Study material —
□ □ □ □

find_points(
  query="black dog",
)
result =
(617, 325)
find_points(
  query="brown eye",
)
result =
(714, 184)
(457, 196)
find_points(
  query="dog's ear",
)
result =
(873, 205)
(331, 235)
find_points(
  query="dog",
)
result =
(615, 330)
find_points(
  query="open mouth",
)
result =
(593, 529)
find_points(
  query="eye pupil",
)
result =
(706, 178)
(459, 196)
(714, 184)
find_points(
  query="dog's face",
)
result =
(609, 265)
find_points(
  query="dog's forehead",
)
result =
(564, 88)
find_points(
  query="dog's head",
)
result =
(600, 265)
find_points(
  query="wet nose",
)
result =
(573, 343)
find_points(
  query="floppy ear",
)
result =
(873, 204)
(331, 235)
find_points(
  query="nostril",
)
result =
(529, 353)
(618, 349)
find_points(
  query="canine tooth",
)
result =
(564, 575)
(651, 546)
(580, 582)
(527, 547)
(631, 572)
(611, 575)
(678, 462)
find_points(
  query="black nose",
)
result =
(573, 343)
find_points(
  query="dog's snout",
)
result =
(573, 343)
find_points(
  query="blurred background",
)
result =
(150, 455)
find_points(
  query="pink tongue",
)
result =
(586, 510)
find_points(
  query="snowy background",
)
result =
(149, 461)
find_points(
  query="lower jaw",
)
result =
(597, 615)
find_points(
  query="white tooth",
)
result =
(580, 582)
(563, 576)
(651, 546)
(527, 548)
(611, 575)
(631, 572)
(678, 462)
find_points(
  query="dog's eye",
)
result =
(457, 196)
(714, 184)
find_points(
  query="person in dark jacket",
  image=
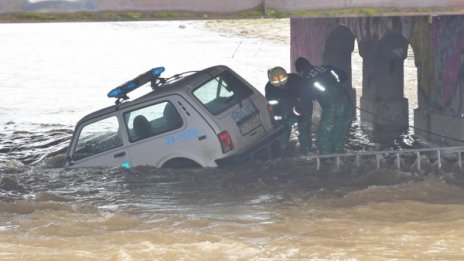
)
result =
(283, 92)
(324, 84)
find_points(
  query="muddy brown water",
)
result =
(282, 209)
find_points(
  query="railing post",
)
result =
(459, 160)
(439, 159)
(418, 160)
(398, 159)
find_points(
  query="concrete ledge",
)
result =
(439, 127)
(23, 10)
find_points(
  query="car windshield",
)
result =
(222, 92)
(98, 137)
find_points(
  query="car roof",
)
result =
(186, 83)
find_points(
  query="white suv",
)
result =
(208, 118)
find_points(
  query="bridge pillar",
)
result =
(440, 64)
(383, 106)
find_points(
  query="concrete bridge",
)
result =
(325, 32)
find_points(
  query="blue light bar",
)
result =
(122, 90)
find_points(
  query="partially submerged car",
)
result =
(206, 118)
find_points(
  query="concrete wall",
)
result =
(227, 6)
(438, 45)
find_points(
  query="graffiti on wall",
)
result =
(448, 57)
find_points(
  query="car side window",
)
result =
(98, 137)
(152, 120)
(221, 92)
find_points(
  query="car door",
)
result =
(99, 142)
(230, 103)
(169, 128)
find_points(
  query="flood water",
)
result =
(53, 74)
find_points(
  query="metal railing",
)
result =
(439, 152)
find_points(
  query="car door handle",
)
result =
(120, 154)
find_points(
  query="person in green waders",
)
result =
(324, 84)
(283, 92)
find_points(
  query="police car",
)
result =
(206, 118)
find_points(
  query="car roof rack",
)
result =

□ □ □ □

The task —
Going through the material, count each line that carries the word "brown", and output only that count.

Reply to the task —
2